- [Work order] Make an exact copy of the lines from the one containing "Please spot the black chin" to the end of the records below, and leave out everything else.

- [Available data]
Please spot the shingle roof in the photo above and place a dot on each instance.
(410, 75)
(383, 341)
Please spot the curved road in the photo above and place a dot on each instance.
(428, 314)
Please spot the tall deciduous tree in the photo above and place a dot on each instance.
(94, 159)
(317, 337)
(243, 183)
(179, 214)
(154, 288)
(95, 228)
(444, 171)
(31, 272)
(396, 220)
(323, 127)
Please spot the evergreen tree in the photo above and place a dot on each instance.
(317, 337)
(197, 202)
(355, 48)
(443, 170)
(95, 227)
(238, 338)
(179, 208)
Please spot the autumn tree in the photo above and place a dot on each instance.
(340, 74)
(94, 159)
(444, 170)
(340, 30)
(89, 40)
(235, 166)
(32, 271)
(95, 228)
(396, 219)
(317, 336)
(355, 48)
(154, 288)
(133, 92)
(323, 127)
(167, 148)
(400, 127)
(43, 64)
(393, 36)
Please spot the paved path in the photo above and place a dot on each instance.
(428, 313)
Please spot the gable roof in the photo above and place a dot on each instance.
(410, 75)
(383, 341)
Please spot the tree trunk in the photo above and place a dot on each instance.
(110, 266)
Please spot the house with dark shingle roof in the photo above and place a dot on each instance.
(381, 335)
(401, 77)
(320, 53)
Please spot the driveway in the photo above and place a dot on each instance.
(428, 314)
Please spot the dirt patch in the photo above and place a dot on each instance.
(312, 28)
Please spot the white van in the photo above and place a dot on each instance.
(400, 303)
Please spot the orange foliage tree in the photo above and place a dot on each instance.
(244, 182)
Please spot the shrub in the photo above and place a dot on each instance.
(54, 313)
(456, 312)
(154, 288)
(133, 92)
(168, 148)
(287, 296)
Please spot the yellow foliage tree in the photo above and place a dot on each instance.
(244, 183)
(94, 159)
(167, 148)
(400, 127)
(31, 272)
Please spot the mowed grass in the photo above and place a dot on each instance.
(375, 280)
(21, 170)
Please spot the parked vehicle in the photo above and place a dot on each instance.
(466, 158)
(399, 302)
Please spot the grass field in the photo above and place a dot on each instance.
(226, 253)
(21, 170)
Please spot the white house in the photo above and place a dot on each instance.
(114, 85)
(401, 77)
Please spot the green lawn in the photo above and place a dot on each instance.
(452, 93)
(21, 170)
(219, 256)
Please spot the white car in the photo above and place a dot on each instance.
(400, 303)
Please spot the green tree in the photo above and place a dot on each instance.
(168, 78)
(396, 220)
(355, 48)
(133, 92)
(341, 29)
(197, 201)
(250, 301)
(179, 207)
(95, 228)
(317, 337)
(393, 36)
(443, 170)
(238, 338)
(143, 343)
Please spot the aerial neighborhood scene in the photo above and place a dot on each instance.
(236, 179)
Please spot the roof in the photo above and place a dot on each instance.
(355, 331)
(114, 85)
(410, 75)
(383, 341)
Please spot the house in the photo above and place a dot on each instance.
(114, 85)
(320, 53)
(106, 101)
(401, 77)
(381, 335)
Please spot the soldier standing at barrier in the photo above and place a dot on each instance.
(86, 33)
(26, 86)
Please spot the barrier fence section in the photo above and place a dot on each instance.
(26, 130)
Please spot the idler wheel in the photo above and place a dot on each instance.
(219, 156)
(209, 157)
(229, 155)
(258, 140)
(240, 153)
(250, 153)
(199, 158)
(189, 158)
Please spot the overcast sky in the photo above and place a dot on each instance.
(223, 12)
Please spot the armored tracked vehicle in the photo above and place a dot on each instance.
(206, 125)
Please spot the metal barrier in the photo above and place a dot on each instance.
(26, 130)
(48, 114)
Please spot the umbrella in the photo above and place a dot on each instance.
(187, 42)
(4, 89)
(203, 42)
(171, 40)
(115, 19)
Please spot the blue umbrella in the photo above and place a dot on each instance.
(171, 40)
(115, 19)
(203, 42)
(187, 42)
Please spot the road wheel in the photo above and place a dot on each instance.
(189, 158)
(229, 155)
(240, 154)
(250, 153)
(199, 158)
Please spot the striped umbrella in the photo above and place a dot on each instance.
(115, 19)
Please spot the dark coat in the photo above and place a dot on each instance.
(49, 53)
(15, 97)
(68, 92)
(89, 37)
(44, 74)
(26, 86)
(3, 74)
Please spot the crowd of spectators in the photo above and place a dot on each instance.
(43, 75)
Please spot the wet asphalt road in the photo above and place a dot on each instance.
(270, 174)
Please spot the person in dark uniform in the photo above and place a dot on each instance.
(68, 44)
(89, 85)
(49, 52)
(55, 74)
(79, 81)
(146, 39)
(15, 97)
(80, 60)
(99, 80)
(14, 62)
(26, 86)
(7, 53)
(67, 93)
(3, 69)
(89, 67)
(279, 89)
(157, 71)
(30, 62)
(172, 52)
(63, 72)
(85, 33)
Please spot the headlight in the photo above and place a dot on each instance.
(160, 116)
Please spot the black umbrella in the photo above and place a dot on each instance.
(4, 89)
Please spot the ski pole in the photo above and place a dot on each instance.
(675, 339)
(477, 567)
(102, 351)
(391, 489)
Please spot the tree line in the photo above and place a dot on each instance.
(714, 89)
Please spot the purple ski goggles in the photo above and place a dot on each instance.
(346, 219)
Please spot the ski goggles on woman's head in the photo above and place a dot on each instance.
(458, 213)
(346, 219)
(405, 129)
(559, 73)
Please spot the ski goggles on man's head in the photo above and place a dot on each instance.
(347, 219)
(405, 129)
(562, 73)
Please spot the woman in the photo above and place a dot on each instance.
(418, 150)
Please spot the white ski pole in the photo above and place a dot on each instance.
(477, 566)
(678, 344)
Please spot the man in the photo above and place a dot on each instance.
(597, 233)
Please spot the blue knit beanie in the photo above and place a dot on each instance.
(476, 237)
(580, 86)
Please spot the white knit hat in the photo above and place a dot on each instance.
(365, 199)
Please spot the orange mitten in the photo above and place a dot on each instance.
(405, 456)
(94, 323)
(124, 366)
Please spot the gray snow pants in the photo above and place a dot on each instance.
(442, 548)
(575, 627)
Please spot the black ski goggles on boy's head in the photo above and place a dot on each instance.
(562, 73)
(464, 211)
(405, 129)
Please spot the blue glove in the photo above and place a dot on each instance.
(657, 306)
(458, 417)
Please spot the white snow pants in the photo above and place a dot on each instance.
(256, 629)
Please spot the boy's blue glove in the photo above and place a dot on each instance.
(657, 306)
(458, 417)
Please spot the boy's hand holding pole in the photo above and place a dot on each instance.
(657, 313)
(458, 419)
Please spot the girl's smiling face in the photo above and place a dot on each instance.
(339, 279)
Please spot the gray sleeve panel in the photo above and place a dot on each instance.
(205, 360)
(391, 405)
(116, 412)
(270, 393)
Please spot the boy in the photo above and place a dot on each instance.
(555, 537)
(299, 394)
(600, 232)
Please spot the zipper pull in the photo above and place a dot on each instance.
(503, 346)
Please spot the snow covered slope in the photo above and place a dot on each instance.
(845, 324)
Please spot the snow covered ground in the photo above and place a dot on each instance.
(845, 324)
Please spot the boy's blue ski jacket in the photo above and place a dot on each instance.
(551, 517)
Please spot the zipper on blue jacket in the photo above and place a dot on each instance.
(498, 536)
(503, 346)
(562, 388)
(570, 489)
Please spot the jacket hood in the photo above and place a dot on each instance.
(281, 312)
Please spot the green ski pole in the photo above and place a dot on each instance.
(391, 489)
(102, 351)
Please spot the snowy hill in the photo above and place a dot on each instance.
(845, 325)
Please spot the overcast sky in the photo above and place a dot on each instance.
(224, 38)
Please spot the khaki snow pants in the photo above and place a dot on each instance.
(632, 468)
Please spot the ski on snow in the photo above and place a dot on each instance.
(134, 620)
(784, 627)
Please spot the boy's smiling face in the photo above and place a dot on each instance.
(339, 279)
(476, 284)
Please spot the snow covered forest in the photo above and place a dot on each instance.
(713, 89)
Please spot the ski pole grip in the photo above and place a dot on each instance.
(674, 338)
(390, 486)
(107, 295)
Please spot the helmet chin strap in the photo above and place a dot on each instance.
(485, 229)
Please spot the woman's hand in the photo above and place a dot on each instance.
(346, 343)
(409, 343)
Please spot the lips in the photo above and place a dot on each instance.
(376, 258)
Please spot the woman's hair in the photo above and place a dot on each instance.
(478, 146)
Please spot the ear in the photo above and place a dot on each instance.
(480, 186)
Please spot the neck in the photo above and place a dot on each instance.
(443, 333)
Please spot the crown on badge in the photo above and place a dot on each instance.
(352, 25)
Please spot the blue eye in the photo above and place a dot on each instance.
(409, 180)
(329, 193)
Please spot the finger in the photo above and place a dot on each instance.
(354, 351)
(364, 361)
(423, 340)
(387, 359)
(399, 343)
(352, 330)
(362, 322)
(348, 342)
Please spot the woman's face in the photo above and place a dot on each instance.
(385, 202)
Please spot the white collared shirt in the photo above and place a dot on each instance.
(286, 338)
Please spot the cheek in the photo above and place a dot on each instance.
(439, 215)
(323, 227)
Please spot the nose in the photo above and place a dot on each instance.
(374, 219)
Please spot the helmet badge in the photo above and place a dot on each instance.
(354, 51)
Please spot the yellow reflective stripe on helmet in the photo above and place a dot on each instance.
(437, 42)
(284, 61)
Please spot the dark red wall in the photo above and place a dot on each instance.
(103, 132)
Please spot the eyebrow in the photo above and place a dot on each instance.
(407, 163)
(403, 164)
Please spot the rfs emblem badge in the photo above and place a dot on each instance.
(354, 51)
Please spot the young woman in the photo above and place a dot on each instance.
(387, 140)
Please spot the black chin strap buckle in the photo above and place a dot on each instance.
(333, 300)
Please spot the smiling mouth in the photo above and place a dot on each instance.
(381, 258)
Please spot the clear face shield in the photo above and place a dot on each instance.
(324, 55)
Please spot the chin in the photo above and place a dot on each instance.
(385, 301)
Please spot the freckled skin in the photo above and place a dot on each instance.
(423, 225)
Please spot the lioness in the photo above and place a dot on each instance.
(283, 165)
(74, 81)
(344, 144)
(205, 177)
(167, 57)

- [Output for this task]
Please spot the black chin strap buckle in the photo above and place a dot on each instance.
(333, 300)
Please spot the smiling mouth in the photo above and place a dot on each instance.
(381, 258)
Please spot the clear face shield in the photo above and place a dot on each instance.
(324, 55)
Please spot the chin in the photo above and place a dot on each instance.
(385, 301)
Please spot the freckled skin in the photo above and place a dot on each instance.
(423, 225)
Please spot the lioness in the photo above and place a dot on each instance.
(283, 165)
(74, 81)
(344, 144)
(205, 177)
(167, 57)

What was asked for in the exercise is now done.